══ Material for this task ══

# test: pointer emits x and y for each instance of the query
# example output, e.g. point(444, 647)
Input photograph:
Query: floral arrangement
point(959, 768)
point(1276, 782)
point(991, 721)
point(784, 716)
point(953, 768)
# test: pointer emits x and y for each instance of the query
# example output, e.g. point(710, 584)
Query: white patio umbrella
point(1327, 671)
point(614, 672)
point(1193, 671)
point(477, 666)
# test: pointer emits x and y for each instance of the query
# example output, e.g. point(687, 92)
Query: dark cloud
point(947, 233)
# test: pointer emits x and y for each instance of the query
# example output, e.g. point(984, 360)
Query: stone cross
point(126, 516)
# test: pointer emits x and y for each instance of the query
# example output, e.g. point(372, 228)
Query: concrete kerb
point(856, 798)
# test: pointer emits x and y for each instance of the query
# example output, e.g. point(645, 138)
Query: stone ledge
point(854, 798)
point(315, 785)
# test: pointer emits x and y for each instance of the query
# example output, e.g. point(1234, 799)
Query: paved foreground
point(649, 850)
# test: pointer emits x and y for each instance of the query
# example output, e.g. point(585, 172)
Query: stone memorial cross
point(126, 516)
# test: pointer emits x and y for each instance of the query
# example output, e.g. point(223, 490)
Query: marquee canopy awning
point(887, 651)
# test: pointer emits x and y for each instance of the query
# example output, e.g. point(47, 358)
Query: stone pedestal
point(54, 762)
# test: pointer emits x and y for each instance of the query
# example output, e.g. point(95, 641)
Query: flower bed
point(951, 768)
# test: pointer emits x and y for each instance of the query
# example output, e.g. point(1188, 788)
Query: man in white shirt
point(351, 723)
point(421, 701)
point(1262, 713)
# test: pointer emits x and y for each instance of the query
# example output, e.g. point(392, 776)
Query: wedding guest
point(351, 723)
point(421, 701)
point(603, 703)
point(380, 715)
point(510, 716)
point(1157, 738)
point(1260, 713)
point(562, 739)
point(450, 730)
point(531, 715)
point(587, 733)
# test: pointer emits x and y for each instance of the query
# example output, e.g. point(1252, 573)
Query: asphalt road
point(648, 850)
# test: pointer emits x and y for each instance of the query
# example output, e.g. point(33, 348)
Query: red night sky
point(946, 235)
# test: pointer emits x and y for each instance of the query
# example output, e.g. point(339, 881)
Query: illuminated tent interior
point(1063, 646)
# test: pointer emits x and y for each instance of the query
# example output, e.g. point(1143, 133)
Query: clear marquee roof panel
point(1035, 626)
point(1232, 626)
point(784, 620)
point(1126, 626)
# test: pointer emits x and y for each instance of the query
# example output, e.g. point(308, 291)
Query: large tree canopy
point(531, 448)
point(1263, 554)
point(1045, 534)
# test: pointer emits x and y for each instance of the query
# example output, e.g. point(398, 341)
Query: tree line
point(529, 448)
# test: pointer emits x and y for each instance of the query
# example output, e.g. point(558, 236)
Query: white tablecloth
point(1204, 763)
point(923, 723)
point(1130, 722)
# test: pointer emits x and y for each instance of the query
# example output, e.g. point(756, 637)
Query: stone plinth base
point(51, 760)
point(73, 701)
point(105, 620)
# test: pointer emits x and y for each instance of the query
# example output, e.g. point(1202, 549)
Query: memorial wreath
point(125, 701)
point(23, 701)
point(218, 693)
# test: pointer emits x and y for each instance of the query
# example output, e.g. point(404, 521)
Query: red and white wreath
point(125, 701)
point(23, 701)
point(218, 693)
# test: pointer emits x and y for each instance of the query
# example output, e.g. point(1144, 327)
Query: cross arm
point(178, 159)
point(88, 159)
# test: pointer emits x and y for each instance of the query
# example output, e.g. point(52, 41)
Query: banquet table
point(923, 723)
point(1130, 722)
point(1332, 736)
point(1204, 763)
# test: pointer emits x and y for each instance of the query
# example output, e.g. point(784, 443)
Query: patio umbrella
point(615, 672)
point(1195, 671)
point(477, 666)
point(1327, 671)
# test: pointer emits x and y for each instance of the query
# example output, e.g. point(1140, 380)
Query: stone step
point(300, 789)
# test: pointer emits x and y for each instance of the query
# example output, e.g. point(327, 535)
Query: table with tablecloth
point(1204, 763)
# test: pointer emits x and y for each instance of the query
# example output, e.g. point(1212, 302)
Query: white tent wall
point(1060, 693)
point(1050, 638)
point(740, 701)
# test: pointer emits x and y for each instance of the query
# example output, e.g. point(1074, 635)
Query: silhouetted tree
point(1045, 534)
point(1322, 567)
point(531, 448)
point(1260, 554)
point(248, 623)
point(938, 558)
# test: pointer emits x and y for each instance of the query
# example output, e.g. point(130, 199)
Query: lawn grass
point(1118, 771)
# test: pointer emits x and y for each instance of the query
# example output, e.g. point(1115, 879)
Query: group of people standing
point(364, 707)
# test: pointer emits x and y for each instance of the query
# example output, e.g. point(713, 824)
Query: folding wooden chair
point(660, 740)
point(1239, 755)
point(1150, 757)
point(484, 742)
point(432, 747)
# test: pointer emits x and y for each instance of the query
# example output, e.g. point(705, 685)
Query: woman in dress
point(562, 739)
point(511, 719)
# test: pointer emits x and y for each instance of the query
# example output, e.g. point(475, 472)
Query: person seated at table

═══
══ Material for this task ══

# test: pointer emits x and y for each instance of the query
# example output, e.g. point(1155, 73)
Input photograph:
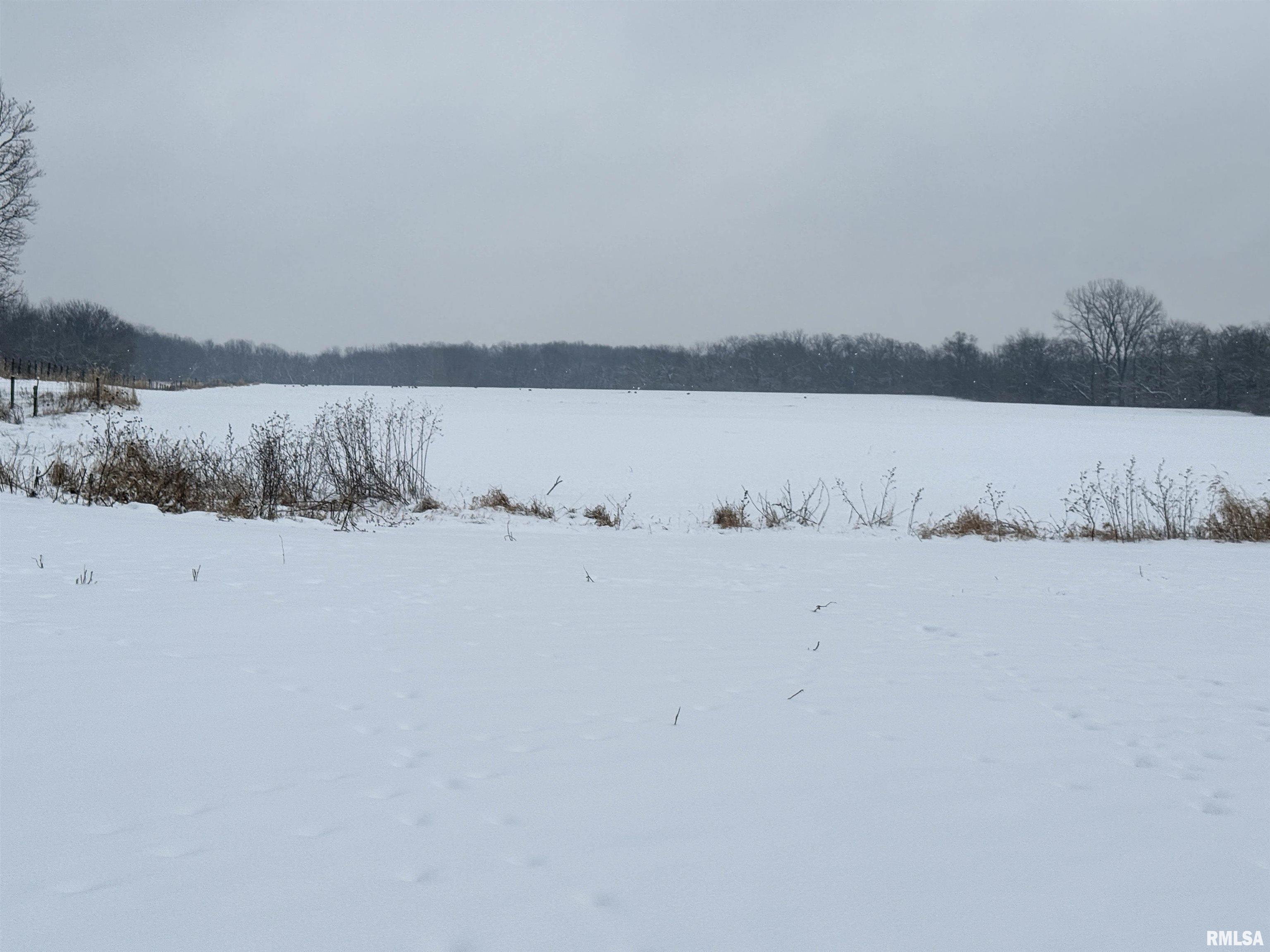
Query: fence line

═══
══ Material for this task ══

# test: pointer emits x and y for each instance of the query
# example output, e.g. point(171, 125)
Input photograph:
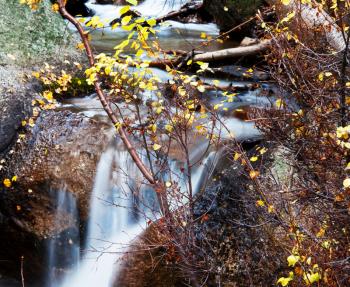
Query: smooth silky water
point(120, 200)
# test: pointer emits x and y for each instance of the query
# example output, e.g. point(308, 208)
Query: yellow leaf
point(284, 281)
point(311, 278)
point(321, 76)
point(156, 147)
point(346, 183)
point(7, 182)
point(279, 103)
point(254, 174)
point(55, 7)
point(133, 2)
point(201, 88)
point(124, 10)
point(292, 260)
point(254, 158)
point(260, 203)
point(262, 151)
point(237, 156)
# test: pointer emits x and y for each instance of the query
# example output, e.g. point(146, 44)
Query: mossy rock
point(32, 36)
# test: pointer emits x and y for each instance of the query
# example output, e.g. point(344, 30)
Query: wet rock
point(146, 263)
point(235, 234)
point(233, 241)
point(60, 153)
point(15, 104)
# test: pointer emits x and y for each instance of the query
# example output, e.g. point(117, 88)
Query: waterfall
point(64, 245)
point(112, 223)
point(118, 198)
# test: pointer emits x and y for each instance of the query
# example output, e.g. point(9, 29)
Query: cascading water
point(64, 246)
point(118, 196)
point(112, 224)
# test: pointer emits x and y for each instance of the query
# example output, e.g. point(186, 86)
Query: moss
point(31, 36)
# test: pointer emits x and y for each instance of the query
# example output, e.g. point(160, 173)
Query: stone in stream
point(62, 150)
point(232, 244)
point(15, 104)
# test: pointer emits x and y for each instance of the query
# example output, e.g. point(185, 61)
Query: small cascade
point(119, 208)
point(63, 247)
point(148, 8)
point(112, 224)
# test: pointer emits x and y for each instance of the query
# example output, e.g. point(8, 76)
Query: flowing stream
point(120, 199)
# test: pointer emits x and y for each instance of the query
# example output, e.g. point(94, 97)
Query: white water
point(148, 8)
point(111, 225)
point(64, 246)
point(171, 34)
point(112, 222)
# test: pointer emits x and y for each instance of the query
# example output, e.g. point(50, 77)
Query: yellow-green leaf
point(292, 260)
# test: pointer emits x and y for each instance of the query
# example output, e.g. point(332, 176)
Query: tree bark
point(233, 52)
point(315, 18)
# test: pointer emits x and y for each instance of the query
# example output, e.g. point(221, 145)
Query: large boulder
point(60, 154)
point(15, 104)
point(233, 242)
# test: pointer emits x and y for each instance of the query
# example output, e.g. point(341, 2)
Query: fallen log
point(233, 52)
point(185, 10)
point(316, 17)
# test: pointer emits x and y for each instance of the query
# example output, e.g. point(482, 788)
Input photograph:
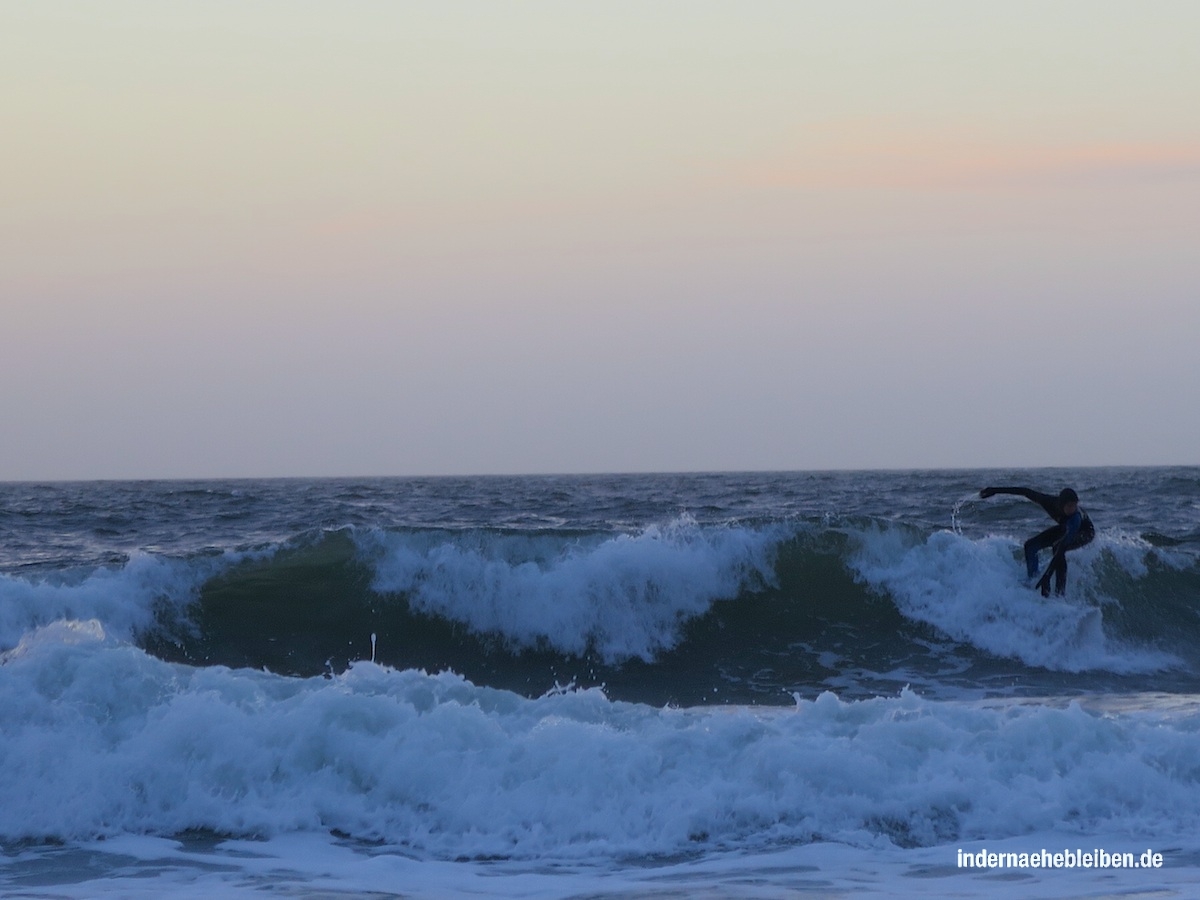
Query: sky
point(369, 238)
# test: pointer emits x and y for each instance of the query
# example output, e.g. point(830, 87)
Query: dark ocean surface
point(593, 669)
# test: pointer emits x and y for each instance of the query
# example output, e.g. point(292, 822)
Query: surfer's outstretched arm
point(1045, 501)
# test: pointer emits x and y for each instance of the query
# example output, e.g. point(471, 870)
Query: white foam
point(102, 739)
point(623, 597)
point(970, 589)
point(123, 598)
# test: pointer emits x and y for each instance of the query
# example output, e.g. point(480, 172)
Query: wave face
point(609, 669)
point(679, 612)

═══

— Task details —
Count the lines in the items that contain the string "leaf", and give only that number.

— Exercise output —
2